> _ФРАГМЕНТ ИСТОЧНИКА_

___

То есть она — сестра Данте, так называют ее итальянцы!
И повторяла для убедительности, по-итальянски: «La suora di соlui» («сестра того»). Под однофамилицей подразумевалась поехавшая в Рим Маргарита Алигер, но в каких газетах писали это итальянцы, выяснять было бесполезно.
Найман добавляет:
A «La suora di colui» — это луна в XXIII песне «Чистилища», сестра ТОГО, то есть солнца.
Анатолий НАЙМАН. Рассказы о Анне Ахматовой. Стр. 121
Сестра солнца, сестра Данте Алигьери… это все Ахматова сама о себе. Кстати, о переводе — она-то для убедительности цитирует газету, а не 23-ю песню «Божественной комедии». А в современном итальянском языке «suora» как «сестра» употребляется только в смысле «сестра-монахиня». Когда она употребляла это выражение «для убедительности», оно могло означать только сестру — жрицу этого бога, Данте. То есть все-таки не равную. Каламбурчик-то она придумала, но, показывая ученость, скомкала его смысл.

___

> _ЦЕЛЬ ЗАДАНИЯ A_
Ответьте по фрагменту об Ахматовой выше на три вопроса, каждый ответ с новой строки и с той же пометкой.
(i) Какую песню «Чистилища» называет Найман?
(ii) Кого подразумевали под однофамилицей?
(iii) В каком смысле слово «suora» употребляется в современном итальянском языке?
> _ЦЕЛЬ ЗАДАНИЯ B_
Повторите без изменений часть фрагмента об Ахматовой выше от слов «И повторяла для» до слов «скомкала его смысл.» включительно.

___

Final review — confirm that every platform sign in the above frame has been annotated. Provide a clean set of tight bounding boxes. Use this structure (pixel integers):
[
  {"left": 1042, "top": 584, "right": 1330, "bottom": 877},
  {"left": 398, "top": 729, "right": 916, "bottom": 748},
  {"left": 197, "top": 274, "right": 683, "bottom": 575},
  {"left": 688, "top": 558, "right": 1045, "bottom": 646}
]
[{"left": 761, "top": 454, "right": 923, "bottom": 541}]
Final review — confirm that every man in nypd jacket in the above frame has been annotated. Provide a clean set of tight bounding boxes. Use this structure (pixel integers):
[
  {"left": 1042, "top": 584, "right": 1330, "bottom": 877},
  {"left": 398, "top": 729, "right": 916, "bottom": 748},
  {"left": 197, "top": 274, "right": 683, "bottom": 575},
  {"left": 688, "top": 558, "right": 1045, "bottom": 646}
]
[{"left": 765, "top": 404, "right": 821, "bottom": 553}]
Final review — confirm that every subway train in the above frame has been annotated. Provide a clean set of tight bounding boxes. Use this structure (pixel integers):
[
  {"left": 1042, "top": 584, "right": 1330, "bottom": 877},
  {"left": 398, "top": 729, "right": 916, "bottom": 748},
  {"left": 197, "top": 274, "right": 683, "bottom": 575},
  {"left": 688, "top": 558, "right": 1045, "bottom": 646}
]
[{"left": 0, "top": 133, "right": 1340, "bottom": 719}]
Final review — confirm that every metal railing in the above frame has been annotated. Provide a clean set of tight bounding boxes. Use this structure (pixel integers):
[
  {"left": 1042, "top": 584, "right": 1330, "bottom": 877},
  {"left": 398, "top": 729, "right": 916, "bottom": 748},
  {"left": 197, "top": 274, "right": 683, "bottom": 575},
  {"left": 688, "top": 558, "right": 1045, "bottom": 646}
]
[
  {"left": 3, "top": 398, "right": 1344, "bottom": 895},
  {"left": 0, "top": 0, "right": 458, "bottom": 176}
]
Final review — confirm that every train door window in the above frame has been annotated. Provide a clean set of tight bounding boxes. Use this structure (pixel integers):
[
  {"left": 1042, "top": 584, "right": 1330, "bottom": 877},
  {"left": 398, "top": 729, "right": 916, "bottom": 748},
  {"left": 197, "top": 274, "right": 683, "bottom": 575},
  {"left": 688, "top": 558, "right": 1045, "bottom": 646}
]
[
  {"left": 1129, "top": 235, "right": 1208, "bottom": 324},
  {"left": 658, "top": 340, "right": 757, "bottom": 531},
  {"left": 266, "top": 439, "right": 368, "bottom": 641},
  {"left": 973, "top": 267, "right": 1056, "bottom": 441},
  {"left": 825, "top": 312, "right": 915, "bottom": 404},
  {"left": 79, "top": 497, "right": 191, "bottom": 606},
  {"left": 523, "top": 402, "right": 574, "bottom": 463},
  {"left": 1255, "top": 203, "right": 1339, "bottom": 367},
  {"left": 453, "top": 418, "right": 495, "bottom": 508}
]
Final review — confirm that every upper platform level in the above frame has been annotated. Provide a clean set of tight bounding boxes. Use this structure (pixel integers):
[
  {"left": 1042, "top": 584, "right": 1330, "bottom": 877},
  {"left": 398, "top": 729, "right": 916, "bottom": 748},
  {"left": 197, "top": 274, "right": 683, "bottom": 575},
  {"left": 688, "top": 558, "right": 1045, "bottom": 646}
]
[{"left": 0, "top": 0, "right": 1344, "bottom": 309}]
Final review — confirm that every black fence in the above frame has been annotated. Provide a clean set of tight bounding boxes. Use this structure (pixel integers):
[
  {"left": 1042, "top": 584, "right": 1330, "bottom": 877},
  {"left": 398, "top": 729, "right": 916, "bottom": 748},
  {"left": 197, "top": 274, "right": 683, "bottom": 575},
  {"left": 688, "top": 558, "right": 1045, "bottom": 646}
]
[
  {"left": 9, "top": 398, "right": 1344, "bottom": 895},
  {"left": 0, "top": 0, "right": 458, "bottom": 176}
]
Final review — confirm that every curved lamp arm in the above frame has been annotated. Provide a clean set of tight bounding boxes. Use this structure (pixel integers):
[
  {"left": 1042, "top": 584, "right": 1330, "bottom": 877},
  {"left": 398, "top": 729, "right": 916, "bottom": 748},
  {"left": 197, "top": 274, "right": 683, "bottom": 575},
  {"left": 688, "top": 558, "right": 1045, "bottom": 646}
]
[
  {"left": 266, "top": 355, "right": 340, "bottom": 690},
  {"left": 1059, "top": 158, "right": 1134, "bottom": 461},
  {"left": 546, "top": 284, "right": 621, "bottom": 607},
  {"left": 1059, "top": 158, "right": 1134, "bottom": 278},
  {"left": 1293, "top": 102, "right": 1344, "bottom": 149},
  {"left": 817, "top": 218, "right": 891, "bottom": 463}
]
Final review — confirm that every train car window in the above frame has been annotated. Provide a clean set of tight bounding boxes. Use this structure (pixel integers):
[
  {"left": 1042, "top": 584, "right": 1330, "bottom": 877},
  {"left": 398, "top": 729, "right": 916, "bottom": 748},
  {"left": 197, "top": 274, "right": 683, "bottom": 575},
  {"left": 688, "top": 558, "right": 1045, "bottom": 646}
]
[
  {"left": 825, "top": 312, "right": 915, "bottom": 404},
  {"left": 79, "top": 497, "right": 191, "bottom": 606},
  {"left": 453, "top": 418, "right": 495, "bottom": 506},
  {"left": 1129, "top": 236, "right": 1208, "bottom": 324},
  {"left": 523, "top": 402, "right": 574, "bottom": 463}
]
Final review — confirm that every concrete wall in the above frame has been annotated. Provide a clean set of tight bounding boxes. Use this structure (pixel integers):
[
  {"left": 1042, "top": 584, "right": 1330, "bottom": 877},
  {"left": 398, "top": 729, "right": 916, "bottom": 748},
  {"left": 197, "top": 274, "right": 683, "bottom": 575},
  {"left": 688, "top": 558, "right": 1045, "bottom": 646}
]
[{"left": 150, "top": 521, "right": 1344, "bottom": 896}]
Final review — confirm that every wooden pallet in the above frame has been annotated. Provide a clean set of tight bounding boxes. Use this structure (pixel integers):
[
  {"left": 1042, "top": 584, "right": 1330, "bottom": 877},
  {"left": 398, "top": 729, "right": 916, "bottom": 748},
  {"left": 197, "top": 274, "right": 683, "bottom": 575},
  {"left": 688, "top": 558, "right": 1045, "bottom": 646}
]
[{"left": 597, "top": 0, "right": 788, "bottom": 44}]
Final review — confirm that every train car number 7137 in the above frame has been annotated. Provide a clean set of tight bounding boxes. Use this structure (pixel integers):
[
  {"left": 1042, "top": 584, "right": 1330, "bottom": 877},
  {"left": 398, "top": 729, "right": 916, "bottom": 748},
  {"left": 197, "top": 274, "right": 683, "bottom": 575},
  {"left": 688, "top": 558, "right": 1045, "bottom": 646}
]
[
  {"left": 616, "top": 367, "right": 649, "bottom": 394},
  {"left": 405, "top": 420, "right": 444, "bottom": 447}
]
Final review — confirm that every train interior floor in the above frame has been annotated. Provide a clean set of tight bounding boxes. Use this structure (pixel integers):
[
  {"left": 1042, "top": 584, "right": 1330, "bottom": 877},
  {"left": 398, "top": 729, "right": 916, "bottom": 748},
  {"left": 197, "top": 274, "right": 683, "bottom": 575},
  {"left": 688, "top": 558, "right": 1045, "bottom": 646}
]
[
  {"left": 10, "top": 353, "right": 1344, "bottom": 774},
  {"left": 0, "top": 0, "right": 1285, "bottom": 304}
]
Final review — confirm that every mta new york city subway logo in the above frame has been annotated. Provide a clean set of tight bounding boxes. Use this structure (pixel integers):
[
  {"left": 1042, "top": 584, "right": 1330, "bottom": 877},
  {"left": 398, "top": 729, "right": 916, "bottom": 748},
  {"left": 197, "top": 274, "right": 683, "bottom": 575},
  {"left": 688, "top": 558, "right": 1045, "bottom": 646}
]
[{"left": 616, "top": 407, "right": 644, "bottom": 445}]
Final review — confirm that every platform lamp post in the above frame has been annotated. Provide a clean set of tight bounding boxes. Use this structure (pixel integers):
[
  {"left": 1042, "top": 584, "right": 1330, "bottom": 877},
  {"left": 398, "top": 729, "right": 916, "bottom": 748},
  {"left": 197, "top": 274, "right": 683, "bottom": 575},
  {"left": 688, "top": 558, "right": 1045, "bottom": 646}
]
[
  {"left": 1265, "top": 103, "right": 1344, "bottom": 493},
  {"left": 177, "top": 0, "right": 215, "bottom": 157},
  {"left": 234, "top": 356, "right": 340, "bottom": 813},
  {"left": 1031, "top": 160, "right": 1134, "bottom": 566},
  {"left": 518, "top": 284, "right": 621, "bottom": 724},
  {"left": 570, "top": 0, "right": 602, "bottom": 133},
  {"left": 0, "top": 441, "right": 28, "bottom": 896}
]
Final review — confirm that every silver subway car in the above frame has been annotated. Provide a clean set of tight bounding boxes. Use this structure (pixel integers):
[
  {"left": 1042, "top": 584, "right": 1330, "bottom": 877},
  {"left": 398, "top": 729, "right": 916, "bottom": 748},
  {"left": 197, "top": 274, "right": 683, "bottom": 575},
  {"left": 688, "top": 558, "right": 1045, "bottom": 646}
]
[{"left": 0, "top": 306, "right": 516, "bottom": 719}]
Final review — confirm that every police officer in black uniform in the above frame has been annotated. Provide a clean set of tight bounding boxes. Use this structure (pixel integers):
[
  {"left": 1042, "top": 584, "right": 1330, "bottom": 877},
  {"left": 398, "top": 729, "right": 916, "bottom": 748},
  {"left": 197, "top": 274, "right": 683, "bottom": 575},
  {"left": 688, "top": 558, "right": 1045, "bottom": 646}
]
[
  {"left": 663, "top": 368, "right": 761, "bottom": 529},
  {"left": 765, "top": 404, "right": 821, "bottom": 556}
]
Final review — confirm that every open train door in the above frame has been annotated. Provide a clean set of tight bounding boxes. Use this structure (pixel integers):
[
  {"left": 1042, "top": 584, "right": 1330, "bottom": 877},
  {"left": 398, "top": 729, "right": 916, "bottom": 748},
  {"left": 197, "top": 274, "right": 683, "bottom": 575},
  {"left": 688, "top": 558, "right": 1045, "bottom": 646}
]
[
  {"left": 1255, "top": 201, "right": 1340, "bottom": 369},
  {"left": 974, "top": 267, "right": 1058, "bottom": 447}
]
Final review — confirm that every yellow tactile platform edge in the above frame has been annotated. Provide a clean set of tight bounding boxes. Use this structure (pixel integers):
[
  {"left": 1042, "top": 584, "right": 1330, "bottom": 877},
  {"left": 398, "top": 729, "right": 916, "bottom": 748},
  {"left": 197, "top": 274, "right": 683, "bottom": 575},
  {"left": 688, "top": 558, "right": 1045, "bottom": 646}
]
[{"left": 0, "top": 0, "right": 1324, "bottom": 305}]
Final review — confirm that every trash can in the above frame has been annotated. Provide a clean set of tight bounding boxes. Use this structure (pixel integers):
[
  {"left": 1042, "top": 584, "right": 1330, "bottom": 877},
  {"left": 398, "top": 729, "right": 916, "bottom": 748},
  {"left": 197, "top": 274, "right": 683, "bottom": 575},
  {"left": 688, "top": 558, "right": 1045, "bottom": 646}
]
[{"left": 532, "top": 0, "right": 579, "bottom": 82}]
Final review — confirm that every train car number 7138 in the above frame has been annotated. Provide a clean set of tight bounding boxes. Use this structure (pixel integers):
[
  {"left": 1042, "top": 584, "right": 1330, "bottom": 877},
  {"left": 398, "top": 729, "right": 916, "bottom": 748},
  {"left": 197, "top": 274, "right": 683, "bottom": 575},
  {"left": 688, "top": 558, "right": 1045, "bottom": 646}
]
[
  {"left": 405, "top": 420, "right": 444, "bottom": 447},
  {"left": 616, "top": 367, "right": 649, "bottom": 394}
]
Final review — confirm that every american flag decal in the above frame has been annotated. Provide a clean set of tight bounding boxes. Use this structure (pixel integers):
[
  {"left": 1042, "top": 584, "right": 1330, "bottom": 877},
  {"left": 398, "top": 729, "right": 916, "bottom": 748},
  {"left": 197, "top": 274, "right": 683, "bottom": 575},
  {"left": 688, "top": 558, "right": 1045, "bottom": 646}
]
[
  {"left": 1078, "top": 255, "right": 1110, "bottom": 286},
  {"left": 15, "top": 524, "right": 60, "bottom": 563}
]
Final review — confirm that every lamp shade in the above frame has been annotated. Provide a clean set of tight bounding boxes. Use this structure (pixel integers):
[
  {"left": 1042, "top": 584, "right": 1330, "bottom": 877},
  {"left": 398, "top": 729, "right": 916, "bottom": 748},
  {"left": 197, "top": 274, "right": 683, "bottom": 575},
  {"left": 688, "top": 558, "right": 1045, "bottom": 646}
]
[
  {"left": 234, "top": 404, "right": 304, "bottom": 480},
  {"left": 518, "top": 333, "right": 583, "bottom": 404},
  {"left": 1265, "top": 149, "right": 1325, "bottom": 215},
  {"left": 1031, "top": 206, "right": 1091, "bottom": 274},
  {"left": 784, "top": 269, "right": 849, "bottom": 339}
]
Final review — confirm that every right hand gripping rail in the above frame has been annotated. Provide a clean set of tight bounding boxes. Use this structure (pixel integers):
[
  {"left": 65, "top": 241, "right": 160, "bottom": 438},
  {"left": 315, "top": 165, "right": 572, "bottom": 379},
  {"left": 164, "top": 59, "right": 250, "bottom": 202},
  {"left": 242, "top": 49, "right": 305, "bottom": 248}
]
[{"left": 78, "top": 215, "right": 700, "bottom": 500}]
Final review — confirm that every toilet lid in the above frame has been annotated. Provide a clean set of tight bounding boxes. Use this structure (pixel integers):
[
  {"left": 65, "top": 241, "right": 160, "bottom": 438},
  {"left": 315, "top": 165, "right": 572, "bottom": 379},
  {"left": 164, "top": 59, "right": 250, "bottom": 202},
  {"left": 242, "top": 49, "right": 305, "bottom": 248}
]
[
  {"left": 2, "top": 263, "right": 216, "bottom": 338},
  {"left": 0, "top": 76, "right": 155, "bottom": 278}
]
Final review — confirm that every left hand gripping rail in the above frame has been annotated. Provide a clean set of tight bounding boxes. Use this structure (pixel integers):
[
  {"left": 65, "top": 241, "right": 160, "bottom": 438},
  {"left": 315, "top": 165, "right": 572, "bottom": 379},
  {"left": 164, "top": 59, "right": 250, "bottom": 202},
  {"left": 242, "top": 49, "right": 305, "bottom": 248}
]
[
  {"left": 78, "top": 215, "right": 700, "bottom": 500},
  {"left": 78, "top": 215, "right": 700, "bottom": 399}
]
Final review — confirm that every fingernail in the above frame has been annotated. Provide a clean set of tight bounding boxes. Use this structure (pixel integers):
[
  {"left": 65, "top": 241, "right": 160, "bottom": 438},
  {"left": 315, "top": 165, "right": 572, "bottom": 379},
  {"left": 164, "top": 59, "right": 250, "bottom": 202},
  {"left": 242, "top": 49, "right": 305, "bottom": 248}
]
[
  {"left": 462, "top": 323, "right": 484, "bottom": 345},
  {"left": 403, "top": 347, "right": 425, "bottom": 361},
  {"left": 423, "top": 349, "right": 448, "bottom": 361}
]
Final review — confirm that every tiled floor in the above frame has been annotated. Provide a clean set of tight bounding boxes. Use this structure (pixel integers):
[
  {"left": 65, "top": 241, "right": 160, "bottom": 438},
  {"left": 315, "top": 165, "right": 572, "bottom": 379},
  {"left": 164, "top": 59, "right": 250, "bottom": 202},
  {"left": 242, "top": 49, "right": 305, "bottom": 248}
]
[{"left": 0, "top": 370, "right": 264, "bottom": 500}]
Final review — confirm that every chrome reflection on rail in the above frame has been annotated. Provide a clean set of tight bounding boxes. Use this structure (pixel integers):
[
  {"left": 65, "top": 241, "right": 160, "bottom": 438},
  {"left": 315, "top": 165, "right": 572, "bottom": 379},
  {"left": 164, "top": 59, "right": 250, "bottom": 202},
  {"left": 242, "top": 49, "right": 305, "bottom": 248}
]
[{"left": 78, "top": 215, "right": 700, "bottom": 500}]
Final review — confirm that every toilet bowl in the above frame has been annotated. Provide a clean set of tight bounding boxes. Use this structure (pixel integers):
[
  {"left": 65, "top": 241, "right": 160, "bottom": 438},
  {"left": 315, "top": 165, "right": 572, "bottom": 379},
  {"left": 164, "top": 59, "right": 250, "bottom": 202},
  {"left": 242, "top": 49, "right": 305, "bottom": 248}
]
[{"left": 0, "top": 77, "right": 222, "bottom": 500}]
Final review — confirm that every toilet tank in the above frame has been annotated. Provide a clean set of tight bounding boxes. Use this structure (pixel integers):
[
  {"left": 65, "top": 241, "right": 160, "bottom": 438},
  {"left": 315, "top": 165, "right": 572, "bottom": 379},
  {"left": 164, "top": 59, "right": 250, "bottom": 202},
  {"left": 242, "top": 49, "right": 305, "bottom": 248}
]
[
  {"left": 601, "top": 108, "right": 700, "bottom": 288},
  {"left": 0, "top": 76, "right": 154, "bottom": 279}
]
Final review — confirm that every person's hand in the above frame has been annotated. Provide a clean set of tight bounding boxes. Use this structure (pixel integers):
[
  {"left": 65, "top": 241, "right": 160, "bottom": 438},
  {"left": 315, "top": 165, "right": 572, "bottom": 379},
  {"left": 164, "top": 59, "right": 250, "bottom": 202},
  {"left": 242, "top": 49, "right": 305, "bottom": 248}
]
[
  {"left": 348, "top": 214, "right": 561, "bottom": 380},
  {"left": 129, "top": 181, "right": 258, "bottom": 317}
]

___

> _РЕЗУЛЬТАТ УПРАЖНЕНИЯ A_
(i) XXIII песню.
(ii) Маргариту Алигер, поехавшую в Рим.
(iii) Только в смысле «сестра-монахиня».

> _РЕЗУЛЬТАТ УПРАЖНЕНИЯ B_
И повторяла для убедительности, по-итальянски: «La suora di соlui» («сестра того»). Под однофамилицей подразумевалась поехавшая в Рим Маргарита Алигер, но в каких газетах писали это итальянцы, выяснять было бесполезно.
Найман добавляет:
A «La suora di colui» — это луна в XXIII песне «Чистилища», сестра ТОГО, то есть солнца.
Анатолий НАЙМАН. Рассказы о Анне Ахматовой. Стр. 121
Сестра солнца, сестра Данте Алигьери… это все Ахматова сама о себе. Кстати, о переводе — она-то для убедительности цитирует газету, а не 23-ю песню «Божественной комедии». А в современном итальянском языке «suora» как «сестра» употребляется только в смысле «сестра-монахиня». Когда она употребляла это выражение «для убедительности», оно могло означать только сестру — жрицу этого бога, Данте. То есть все-таки не равную. Каламбурчик-то она придумала, но, показывая ученость, скомкала его смысл.